TASK DIRECTIONS => This task calls for copying each line below that contains "blue".

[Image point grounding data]
= Beginning of Section =

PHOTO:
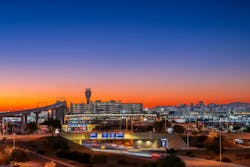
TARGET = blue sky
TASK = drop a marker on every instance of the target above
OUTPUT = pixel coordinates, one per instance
(199, 39)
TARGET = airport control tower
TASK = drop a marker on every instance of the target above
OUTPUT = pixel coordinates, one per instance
(88, 95)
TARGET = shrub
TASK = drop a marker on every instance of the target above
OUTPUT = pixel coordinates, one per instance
(171, 151)
(75, 156)
(179, 129)
(150, 164)
(57, 143)
(170, 161)
(99, 158)
(42, 152)
(50, 164)
(225, 159)
(126, 162)
(18, 155)
(188, 153)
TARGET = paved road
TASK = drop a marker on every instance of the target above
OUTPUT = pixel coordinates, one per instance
(197, 162)
(44, 159)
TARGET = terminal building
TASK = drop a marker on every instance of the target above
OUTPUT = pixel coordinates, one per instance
(99, 107)
(82, 114)
(109, 107)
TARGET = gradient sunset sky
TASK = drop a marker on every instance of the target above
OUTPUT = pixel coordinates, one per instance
(154, 52)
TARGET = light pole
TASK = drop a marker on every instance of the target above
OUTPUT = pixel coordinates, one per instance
(187, 138)
(220, 138)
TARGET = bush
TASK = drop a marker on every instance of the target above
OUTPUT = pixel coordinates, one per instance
(225, 159)
(126, 162)
(75, 156)
(171, 161)
(57, 143)
(171, 151)
(42, 152)
(188, 153)
(50, 164)
(150, 164)
(99, 158)
(179, 129)
(18, 155)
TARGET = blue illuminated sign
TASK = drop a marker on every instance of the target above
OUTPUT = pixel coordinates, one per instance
(93, 135)
(112, 135)
(120, 135)
(105, 135)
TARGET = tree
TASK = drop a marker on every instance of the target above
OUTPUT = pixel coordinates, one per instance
(159, 126)
(170, 161)
(31, 128)
(53, 124)
(179, 129)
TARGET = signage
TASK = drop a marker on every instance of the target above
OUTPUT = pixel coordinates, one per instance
(164, 143)
(119, 135)
(93, 135)
(105, 135)
(112, 135)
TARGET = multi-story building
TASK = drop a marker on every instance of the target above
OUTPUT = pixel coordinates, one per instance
(111, 107)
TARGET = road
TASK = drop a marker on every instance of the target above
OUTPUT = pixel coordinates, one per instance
(197, 162)
(43, 159)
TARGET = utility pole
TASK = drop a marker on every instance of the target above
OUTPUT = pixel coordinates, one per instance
(220, 139)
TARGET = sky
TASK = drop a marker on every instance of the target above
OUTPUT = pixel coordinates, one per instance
(154, 52)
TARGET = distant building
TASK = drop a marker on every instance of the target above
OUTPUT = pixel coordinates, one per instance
(88, 95)
(111, 106)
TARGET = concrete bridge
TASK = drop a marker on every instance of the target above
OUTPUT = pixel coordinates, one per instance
(56, 111)
(140, 140)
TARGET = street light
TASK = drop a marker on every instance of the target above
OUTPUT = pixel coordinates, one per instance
(220, 138)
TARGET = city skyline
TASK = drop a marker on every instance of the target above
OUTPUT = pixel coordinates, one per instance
(154, 53)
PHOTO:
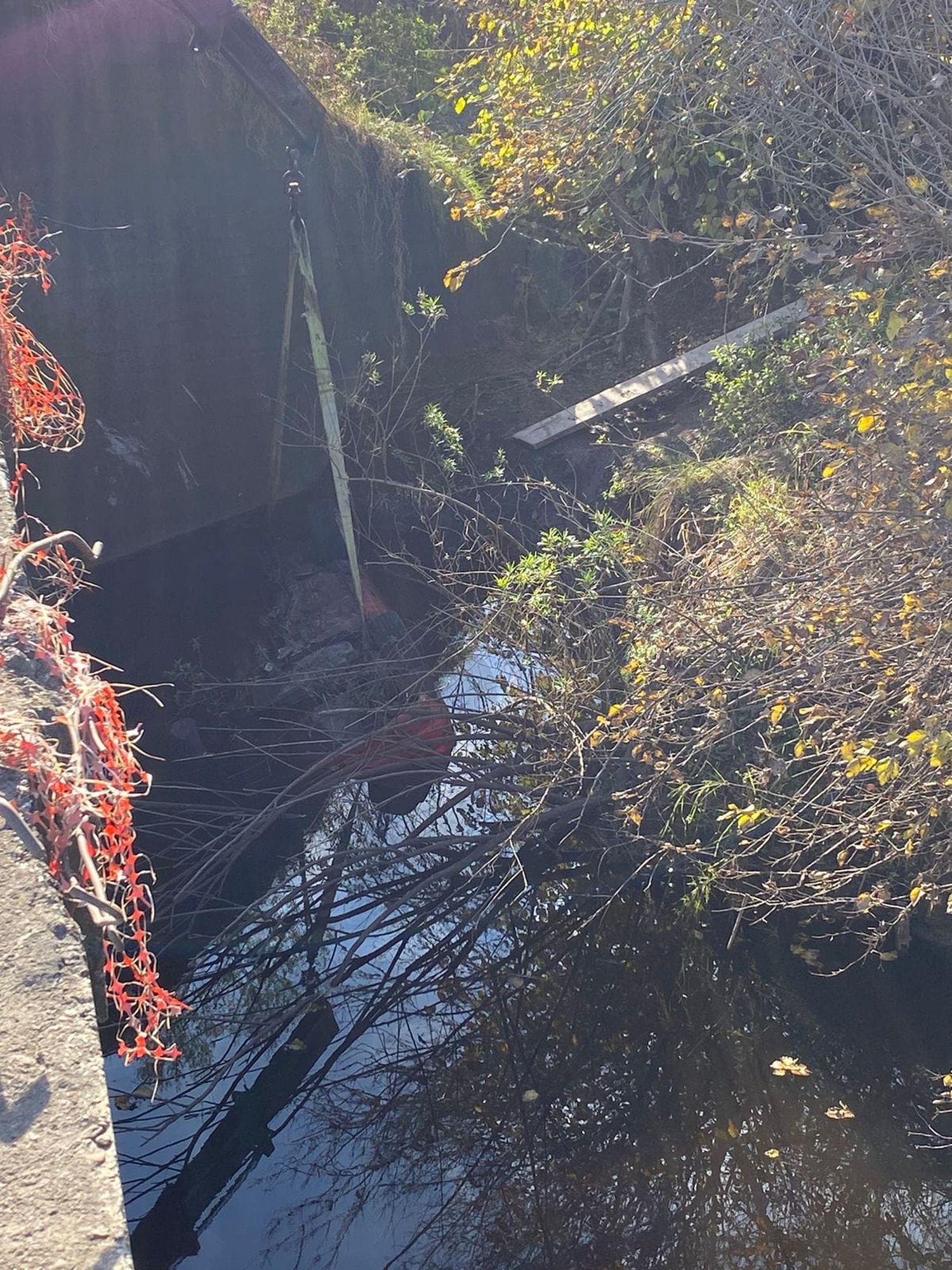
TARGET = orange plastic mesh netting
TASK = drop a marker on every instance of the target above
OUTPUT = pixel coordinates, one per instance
(37, 397)
(83, 802)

= End of Section =

TASK RESULT =>
TARGET = blue sky
TARGET = blue illuminated sign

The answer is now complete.